• [Exercise task] Which lines in the items below hold the word "road"? Pick out and copy each of them, treating uppercase and lowercase as different.

Image entries for named regions:
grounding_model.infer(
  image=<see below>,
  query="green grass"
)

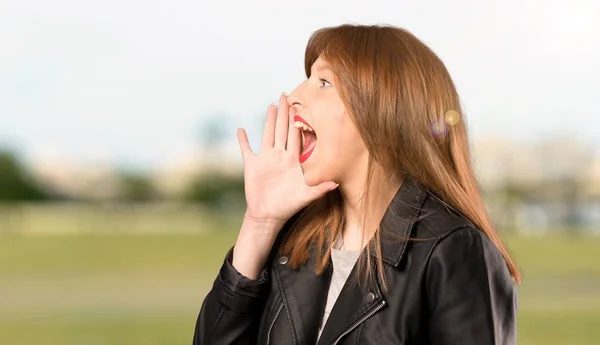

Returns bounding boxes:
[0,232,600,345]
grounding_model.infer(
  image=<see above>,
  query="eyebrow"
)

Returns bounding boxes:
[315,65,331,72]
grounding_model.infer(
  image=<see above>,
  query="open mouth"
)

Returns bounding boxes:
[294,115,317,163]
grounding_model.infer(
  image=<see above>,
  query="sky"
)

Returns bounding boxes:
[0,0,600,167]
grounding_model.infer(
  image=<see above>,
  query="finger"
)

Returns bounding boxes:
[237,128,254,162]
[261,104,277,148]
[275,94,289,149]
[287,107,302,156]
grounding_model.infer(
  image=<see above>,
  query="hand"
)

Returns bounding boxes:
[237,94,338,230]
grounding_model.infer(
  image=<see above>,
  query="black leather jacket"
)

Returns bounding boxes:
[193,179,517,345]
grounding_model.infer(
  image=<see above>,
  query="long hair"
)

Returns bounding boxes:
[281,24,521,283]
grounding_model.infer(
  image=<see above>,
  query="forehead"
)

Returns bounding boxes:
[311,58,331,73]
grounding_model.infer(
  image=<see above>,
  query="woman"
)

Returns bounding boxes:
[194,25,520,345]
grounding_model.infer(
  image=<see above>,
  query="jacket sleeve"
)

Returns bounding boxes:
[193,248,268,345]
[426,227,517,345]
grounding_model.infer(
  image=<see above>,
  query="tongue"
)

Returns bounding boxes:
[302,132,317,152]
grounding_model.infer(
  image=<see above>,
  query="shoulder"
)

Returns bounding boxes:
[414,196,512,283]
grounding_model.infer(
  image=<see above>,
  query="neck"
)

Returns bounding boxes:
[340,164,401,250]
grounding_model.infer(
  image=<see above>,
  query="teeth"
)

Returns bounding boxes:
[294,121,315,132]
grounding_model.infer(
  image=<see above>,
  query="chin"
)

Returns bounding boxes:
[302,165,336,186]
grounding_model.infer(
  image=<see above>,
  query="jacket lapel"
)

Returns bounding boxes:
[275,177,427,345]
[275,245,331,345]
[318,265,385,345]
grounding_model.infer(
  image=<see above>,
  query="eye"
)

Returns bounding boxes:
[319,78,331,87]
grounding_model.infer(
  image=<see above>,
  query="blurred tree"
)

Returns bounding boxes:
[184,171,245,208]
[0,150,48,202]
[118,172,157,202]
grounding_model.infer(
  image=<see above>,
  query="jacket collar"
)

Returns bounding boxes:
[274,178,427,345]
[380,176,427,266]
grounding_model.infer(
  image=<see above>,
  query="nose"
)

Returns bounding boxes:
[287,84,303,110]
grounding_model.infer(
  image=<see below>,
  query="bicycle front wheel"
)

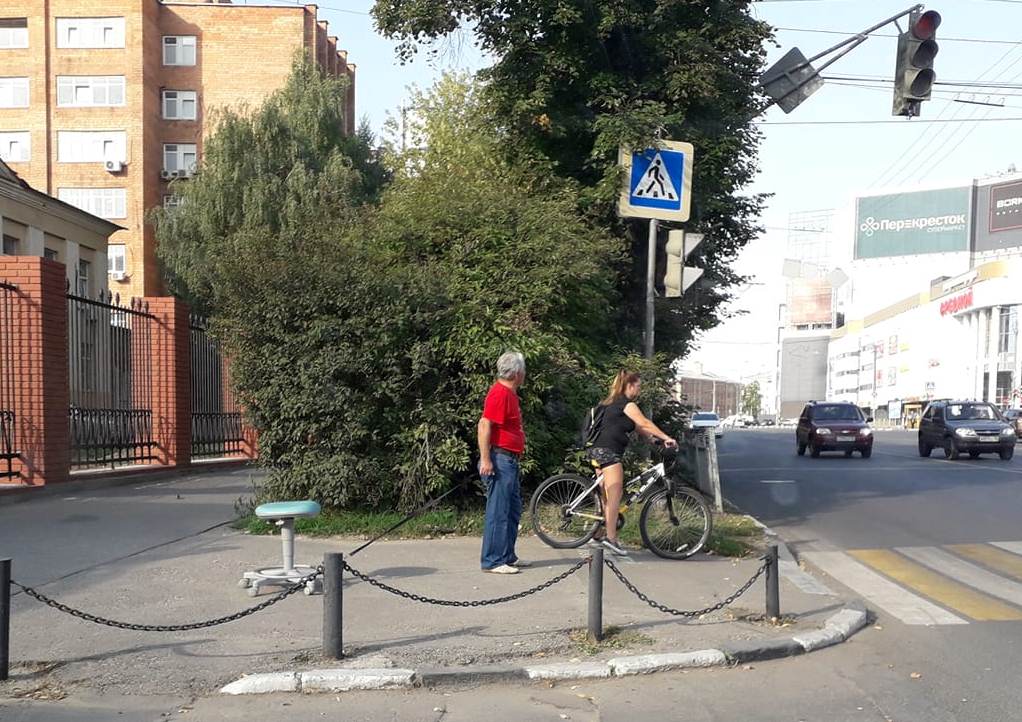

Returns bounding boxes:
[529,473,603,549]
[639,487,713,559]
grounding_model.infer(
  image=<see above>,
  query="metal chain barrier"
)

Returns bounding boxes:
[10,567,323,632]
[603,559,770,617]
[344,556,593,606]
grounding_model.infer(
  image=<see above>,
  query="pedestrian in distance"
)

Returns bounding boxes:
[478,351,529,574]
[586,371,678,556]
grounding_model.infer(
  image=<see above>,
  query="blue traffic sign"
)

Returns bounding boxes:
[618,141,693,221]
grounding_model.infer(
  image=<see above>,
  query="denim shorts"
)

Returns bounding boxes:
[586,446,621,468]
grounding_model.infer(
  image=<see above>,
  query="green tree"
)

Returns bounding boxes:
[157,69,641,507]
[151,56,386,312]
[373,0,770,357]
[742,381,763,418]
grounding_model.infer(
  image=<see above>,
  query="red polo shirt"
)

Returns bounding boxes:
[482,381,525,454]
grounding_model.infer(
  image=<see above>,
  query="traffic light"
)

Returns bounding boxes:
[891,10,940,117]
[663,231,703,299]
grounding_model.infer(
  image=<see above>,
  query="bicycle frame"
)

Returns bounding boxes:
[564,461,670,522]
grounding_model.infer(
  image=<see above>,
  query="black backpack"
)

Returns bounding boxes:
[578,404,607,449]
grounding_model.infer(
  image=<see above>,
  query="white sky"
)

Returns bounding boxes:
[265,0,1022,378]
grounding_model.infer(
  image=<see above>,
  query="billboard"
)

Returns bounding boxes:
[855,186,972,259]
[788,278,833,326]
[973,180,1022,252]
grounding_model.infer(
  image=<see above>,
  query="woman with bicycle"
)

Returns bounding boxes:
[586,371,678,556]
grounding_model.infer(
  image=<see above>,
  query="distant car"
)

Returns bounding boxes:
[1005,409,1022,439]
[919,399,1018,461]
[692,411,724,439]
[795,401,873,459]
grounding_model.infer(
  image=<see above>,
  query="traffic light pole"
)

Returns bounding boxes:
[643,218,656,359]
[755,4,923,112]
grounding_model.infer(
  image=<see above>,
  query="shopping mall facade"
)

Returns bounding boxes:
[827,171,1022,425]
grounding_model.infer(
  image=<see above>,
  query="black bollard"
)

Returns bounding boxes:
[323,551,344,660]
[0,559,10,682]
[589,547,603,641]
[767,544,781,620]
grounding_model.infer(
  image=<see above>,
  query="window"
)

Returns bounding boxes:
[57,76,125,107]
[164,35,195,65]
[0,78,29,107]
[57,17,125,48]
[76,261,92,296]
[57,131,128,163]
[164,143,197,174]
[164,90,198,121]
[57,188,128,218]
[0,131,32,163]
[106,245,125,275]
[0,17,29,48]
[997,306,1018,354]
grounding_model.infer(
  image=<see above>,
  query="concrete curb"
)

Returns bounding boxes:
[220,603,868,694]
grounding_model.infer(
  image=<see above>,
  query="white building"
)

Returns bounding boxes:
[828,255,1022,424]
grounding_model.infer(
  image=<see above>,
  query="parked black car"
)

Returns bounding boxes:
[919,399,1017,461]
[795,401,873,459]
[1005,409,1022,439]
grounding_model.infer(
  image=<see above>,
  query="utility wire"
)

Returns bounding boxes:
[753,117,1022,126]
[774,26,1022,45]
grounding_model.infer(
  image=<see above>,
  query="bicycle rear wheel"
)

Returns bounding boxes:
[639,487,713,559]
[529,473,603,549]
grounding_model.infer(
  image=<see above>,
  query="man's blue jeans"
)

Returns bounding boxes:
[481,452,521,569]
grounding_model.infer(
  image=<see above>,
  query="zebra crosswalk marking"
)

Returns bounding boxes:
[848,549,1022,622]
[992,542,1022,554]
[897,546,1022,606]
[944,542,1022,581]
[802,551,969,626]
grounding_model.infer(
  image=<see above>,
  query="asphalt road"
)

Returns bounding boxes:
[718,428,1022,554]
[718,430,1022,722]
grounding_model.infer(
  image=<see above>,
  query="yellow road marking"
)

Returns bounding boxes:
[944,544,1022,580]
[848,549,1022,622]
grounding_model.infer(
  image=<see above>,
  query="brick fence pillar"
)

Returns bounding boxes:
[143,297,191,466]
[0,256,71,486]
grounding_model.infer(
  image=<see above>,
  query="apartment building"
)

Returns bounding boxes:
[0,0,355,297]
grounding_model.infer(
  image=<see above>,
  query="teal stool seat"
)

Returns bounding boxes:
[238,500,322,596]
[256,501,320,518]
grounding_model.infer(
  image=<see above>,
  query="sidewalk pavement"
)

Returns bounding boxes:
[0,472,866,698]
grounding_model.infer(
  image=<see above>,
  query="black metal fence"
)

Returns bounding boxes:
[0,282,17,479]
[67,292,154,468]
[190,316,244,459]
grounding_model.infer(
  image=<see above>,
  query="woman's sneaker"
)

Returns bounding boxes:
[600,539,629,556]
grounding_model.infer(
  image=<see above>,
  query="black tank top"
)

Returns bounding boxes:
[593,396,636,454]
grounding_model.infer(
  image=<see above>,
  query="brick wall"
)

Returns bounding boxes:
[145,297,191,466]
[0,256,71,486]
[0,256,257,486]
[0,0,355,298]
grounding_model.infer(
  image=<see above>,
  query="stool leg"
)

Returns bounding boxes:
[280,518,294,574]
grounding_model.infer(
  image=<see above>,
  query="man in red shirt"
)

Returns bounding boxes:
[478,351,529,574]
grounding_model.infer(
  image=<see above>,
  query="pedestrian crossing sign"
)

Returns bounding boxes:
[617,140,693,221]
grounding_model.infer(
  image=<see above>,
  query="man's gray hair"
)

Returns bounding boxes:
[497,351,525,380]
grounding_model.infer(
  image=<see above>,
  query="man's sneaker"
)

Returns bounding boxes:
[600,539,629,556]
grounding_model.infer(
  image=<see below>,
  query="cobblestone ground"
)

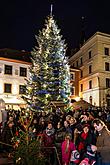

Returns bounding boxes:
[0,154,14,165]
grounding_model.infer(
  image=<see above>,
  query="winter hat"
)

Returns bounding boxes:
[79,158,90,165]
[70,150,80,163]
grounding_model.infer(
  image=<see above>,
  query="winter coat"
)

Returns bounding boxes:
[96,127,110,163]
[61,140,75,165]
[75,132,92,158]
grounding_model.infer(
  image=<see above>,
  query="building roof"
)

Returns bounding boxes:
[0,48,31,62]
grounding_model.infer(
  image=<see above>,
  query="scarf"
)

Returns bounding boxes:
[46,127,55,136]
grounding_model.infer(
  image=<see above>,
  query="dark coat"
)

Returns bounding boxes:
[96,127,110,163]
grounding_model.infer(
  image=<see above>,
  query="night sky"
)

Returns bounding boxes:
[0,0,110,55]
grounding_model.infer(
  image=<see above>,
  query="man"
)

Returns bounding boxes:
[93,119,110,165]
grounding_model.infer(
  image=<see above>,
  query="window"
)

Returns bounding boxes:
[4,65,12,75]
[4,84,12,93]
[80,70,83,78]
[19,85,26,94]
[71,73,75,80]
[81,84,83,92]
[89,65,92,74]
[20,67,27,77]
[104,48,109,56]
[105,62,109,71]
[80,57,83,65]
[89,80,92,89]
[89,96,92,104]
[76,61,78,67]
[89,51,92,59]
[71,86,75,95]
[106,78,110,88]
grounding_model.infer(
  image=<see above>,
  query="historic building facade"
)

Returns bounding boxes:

• [Finished task]
  query="asphalt road"
  query="yellow road marking"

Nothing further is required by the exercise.